■ PROVIDED PASSAGE ■
IDENTIFYING BEST BATSMAN TO BAT WITH IN IPL (INDIAN PREMIER LEAGUE)

Rahul Araveti
Web Mining [IS688, Spring 2021]
9 min readApr 25, 2021

INTRODUCTION

Statistics have always had a significant role in sports. As we all know, sports analytics is on the rise and will continue to play a significant role in how teams operate, pick their players, how they play the game, etc.

Cricket is no different. The runs scored by a batsman, the wickets taken by a bowler, or the matches won by a cricket team — these are all examples of the most important numbers in the game of cricket.

Maintaining a record of all such statistics has multiple benefits. The teams and the individual players can dig deep into this data and find areas of improvement. It can also be used to assess an opponent’s strengths and weaknesses.

Cricket has always been my passion and hence made me choose this topic to perform network analysis on.

Below you can see a snapshot of a few key statistics of Virat Kohli, one of the best batsmen in cricket:

This record gives us quite a lot of useful information, such as:

  • The batting average in different formats
  • Number of times the batsman scored >= 100 runs
  • Highest scores of the batsman
  • Number of matches played, etc.

An extensive exploratory analysis of this well-structured data can be helpful in comparing multiple players.

Think about it — we can try to answer the age-old questions like who’s the all-time best batsman? Was Courtney Walsh better than Curtley Ambrose? And so on. This analysis would be based on their individual records.

However, there are many crucial insights that are difficult and cumbersome to obtain by using only traditional data analysis techniques. Since cricket is a team game, it involves interaction among the players within a team as well as with those in the opposition team.

It is quite difficult to win matches if individuals focus on their respective performances only. They must support their fellow players as well.

This aspect of the game is obvious, especially during batting. There are always going to be two batsmen at the crease.

Significance of Batting Partnerships:

Who’s your favorite opening batting partnership? I used to love watching Sachin Tendulkar and Sourav Ganguly open the innings — that left-right hand combination was deadly. Healthy batting parternships have a strong role in building high scores for the team. Good partnerships during the early stage of an innings give solid foundation to the subsequent batsmen to play freely and score runs according to the situation regardless of the format of the game.

Let’s have a look at a partnership chart taken from a T20 match between India and Sri Lanka that took place on 7th January 2020:

Sri Lanka batted first and scored 142. India easily overcame this target and won the match.

The chart above shows a comparison of batting partnerships between the two teams. As you can see, Sri Lanka had only 1 decent partnership (Mathews and de Silva). On the other hand, India had three good partnerships of 97, 42, and 37 runs.

NETWORK ANALYSIS OF BATTING PARTNERSHIPS

I have done network analysis of batting partnerships in IPL 2019. For the uninitiated, IPL (Indian Premier League) is a yearly T20 cricket tournament that takes place in India. There are eight teams in IPL, each consisting of local and international players:

An Overview of the Batting-Partnership Network:

I manually collected the batting partnership data from ESPN Cricinfo for the semi-finalists: Mumbai Indians (MI), Chennai Super Kings, Sunrisers Hyderabad (SRH), and Delhi Capitals (DC).

The idea is to build a network for a single team, where the nodes are the batsmen that batted for the team during the entire tournament (IPL 2019). If any two batsmen batted together even once, then they would have an edge between them.

■ REQUIRED WORK ■
A: List the IPL 2019 semi-finalist teams that the article on IPL batting partnerships names.
B: Carry the article on IPL batting partnerships forward, starting after its final sentence.
The data that comes next has no connection to the article on IPL batting partnerships.

■ GIVEN DATA ■
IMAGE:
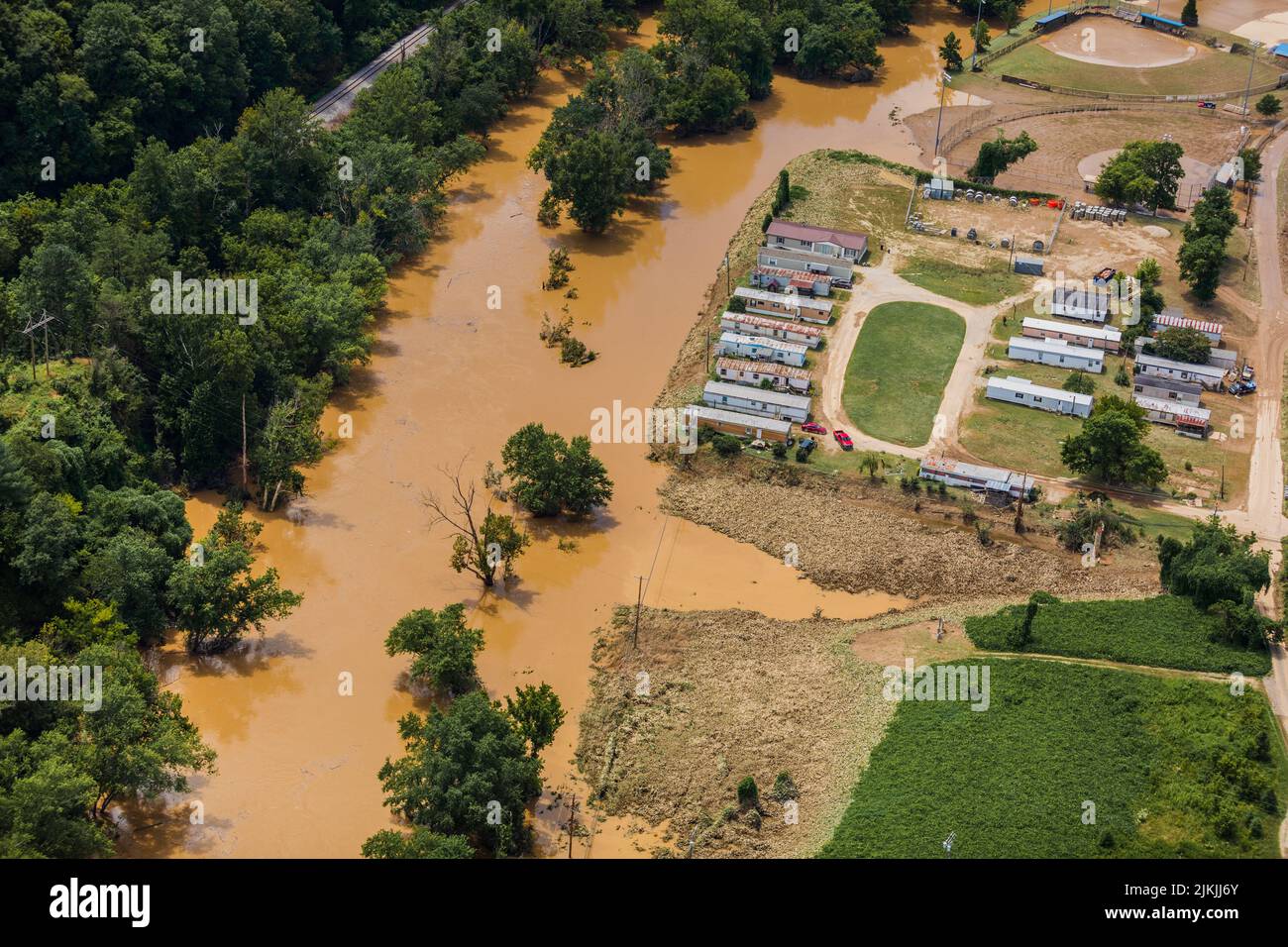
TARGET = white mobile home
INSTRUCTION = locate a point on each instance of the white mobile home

■ EXPECTED ANSWERS ■
A: Mumbai Indians (MI), Chennai Super Kings, Sunrisers Hyderabad (SRH), Delhi Capitals (DC)

B:
The edges will have directions, i.e, each edge will point from one node to another. This direction will tell who contributes more to the partnership.

For example, in the figure above, the overall contribution of Batsman B is more than that of Batsman A, considering all the partnerships they have had together. What exactly is this “overall contribution”? Well, this is essentially a performance metric.

Let’s say batsman A and batsman B have had 6 partnerships in a cricket tournament. Given below are the bar charts of the individual scores in every partnership they put up together:

We can clearly see that Batsman B has been more consistent in scoring runs as compared to Batsman A. However, we can’t rely on our visual inspection to find the better batsman in a pair. We should come up with some metric to determine who was the better batsman.

We will follow the below steps to compute this performance metric:

  1. Compute the individual median values of the runs scored by the two batsmen
  2. Median score of Batsman A is 17.5 and that of Batsman B is 35.5
  3. Then find the ratio of the larger value to the sum of the two median values. Hence, in this case, the ratio will be 35.5/(17.5 + 35.5)

Below is the batting-partnership graph of one of the most successful teams in the IPL era, Chennai Super Kings (CSK):

Chennai Super Kings Batting Partnership Network

Let’s see how we can interpret this graph and what sort of insights we can get from it.

Network Interpretation and Inferences:

In the graph above, there are 17 nodes and 40 edges with directions. This means that during IPL 2019, 17 players batted for CSK and there were 40 unique pairs of players who batted together.

The insights we can fetch from this network:

  • AT Rayudu built partnerships with the maximum number of players (9) followed by MS Dhoni (8)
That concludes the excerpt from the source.